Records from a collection
○ ○ ○ ○ ○

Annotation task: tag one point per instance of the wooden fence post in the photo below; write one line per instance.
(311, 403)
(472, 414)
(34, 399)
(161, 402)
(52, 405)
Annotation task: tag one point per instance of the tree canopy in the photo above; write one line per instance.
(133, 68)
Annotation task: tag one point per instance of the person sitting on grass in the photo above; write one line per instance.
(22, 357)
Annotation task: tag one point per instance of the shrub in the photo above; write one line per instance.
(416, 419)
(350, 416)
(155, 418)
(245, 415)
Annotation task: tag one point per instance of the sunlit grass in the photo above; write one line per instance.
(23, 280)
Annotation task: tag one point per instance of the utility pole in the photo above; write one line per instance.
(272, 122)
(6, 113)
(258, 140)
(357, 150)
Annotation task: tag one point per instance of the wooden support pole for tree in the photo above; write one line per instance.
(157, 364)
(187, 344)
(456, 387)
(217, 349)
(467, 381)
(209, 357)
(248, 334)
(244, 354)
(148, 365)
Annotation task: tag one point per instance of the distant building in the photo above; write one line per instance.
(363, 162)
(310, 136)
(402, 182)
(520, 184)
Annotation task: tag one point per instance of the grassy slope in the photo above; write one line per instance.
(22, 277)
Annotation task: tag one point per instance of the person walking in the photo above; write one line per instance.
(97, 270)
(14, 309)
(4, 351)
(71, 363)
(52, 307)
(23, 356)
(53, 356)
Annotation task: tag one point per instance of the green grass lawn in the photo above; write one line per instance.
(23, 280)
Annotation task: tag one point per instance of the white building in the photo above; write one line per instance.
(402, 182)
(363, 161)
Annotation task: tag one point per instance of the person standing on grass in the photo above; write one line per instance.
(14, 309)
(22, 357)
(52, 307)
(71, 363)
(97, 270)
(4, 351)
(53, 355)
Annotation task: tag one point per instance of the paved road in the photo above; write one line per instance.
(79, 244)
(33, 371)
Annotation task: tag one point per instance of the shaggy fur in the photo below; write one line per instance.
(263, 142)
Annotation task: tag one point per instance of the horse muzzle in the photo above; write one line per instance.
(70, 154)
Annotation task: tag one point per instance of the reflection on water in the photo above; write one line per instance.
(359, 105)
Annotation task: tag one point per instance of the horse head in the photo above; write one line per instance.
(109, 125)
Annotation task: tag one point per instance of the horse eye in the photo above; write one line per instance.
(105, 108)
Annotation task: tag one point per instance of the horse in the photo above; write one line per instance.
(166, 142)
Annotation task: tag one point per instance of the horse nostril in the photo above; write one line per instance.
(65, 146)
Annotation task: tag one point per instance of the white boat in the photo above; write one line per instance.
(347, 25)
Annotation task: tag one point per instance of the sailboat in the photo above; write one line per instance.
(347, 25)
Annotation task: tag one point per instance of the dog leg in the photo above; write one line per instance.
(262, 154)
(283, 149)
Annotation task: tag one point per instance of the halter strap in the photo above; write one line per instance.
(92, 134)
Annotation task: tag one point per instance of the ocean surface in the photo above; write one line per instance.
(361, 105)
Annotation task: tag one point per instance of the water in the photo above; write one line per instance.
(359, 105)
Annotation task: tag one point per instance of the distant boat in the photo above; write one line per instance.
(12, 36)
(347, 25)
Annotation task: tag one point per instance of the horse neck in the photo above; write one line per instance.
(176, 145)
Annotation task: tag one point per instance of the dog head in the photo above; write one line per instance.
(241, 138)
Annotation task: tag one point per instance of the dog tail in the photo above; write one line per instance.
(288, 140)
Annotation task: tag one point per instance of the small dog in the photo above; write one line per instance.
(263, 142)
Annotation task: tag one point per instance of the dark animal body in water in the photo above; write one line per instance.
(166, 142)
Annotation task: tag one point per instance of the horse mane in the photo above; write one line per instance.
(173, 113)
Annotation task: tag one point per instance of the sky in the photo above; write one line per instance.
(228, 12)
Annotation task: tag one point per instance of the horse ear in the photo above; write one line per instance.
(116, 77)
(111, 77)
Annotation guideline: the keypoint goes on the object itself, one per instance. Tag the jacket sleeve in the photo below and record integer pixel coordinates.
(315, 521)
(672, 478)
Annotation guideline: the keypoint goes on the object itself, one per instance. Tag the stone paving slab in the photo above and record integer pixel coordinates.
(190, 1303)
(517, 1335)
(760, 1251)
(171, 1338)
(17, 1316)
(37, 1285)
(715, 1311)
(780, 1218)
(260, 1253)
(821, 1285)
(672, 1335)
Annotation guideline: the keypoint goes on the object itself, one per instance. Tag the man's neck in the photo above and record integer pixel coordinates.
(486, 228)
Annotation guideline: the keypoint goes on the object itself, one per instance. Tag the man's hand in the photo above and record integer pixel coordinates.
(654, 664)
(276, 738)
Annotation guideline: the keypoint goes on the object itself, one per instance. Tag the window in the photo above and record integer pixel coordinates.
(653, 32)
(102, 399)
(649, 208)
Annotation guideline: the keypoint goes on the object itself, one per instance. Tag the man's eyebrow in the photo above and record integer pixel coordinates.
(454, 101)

○ ○ ○ ○ ○

Lay out every line of the records above as a Markdown table with the columns Row and Line, numbering the rows in order and skipping any blank lines.

[RESULT OF THE TASK]
| Row | Line |
|---|---|
| 1 | Annotation task: tag one point per instance of the wooden fence post in the photo below; write one line per instance. |
| 2 | (311, 403) |
| 3 | (472, 414) |
| 4 | (34, 399) |
| 5 | (161, 402) |
| 6 | (52, 405) |
| 7 | Annotation task: tag one point per instance of the tree canopy in the photo above; write one line per instance. |
| 8 | (133, 68) |
| 9 | Annotation task: tag one point per instance of the person sitting on grass in the photo above; write one line per instance. |
| 10 | (22, 357) |
| 11 | Annotation task: tag one point per instance of the shrub in the photo above; write one line per instance. |
| 12 | (416, 419) |
| 13 | (350, 416) |
| 14 | (155, 418) |
| 15 | (245, 415) |
| 16 | Annotation task: tag one point per instance of the sunlit grass in the photo above; write one line per instance. |
| 17 | (23, 280) |
| 18 | Annotation task: tag one point per instance of the utility pole in the photo above; write one line per instance. |
| 19 | (272, 122) |
| 20 | (6, 113) |
| 21 | (258, 140) |
| 22 | (357, 150) |
| 23 | Annotation task: tag one point per instance of the wooden support pole for tree in the photo above; write one line per instance. |
| 24 | (157, 364) |
| 25 | (187, 344) |
| 26 | (456, 387) |
| 27 | (217, 349) |
| 28 | (467, 381) |
| 29 | (209, 357) |
| 30 | (248, 334) |
| 31 | (244, 354) |
| 32 | (148, 365) |
| 33 | Annotation task: tag one point per instance of the distant building in the photo above; write one line per instance. |
| 34 | (363, 162) |
| 35 | (310, 136) |
| 36 | (402, 182) |
| 37 | (520, 184) |
| 38 | Annotation task: tag one point per instance of the grassy slope in the photo above; write one line per instance. |
| 39 | (22, 277) |
| 40 | Annotation task: tag one point per instance of the person walking in the photo above; write one line per instance. |
| 41 | (97, 270) |
| 42 | (14, 309) |
| 43 | (4, 351) |
| 44 | (71, 363) |
| 45 | (52, 307) |
| 46 | (23, 356) |
| 47 | (53, 356) |
| 48 | Annotation task: tag one point per instance of the green grass lawn in the photo above; write one line per instance. |
| 49 | (23, 280) |
| 50 | Annotation task: tag one point per instance of the white building in the photo above; write one line per instance. |
| 51 | (402, 182) |
| 52 | (363, 161) |
| 53 | Annotation task: tag one point per instance of the person standing on grass in the photo above; write one line per instance. |
| 54 | (14, 309) |
| 55 | (22, 357) |
| 56 | (52, 307) |
| 57 | (71, 363) |
| 58 | (97, 270) |
| 59 | (4, 351) |
| 60 | (53, 355) |
| 61 | Annotation task: tag one point per instance of the paved road in the photo above; write one line per instance. |
| 62 | (79, 244) |
| 63 | (33, 371) |
| 64 | Annotation task: tag one point per instance of the shaggy fur in the photo below; write one line per instance. |
| 65 | (263, 142) |
| 66 | Annotation task: tag one point per instance of the horse muzzle in the photo above; write one line per instance. |
| 67 | (70, 154) |
| 68 | Annotation task: tag one point per instance of the reflection on water in the photo above; write one line per instance. |
| 69 | (359, 105) |
| 70 | Annotation task: tag one point per instance of the horse head in the photo above; write one line per instance. |
| 71 | (109, 125) |
| 72 | Annotation task: tag one point per instance of the horse eye in the photo above; write one line per instance. |
| 73 | (105, 108) |
| 74 | Annotation task: tag one point per instance of the horse in the photo above; write one line per instance. |
| 75 | (166, 142) |
| 76 | Annotation task: tag one point per instance of the horse nostril in the photo above; write one line per instance. |
| 77 | (65, 146) |
| 78 | Annotation task: tag one point per instance of the white boat in the photo above; write one line per instance. |
| 79 | (347, 25) |
| 80 | Annotation task: tag one point per instance of the sailboat in the photo above; write one line per instance. |
| 81 | (347, 25) |
| 82 | Annotation task: tag one point per instance of the dog leg in the photo above; write one line per instance. |
| 83 | (262, 154) |
| 84 | (283, 149) |
| 85 | Annotation task: tag one point per instance of the halter strap in the photo above; write one line per instance. |
| 86 | (92, 134) |
| 87 | Annotation task: tag one point per instance of the ocean surface in the photo above; write one line per instance. |
| 88 | (361, 105) |
| 89 | Annotation task: tag one point per instance of the water in the photo above; write one line per instance. |
| 90 | (359, 105) |
| 91 | Annotation task: tag one point per instance of the distant boat in the photo above; write one line per instance. |
| 92 | (12, 36) |
| 93 | (347, 25) |
| 94 | Annotation task: tag one point per instance of the horse neck in the photo above; write one line per instance. |
| 95 | (176, 145) |
| 96 | Annotation task: tag one point per instance of the dog head in the photo above; write one line per instance. |
| 97 | (241, 138) |
| 98 | Annotation task: tag one point per instance of the dog tail in the photo above; write one line per instance. |
| 99 | (288, 140) |
| 100 | Annotation task: tag one point per instance of the small dog in the photo above; write one line per instance. |
| 101 | (263, 142) |
| 102 | Annotation task: tag one point per instance of the dark animal body in water in the photo above; write one line per instance. |
| 103 | (166, 142) |
| 104 | Annotation task: tag one point per instance of the horse mane in the photo above; write one line per instance. |
| 105 | (173, 113) |
| 106 | Annotation task: tag one point per instance of the sky in the photo above; write one line per instance. |
| 107 | (228, 12) |
| 108 | Annotation task: tag one point per instance of the horse ear in the photo above; write one line per instance. |
| 109 | (116, 77) |
| 110 | (111, 77) |
| 111 | Annotation guideline: the keypoint goes on the object itself, one per instance. Tag the jacket sleeve in the photo below and record integer pixel coordinates. |
| 112 | (315, 521) |
| 113 | (672, 478) |
| 114 | Annotation guideline: the keypoint goes on the object itself, one per instance. Tag the stone paving slab in the photo above and record integer pixel coordinates. |
| 115 | (190, 1303) |
| 116 | (517, 1335) |
| 117 | (760, 1251) |
| 118 | (171, 1338) |
| 119 | (17, 1316) |
| 120 | (37, 1285) |
| 121 | (715, 1311) |
| 122 | (780, 1218) |
| 123 | (260, 1253) |
| 124 | (821, 1285) |
| 125 | (672, 1335) |
| 126 | Annotation guideline: the keypoint goes on the object itself, one per instance. Tag the man's neck in the photo above and record integer pixel coordinates. |
| 127 | (486, 228) |
| 128 | Annotation guideline: the keypoint goes on the object itself, one per instance. Tag the man's hand in the photo above and record integer pixel coordinates. |
| 129 | (654, 664) |
| 130 | (276, 738) |
| 131 | Annotation guideline: the keypoint goes on the object itself, one per instance. Tag the window in the photo above and record integer pixel coordinates. |
| 132 | (653, 32) |
| 133 | (102, 399) |
| 134 | (649, 208) |
| 135 | Annotation guideline: the keypoint goes on the object itself, one per instance. Tag the man's eyebrow in the photo above and record integer pixel coordinates. |
| 136 | (454, 101) |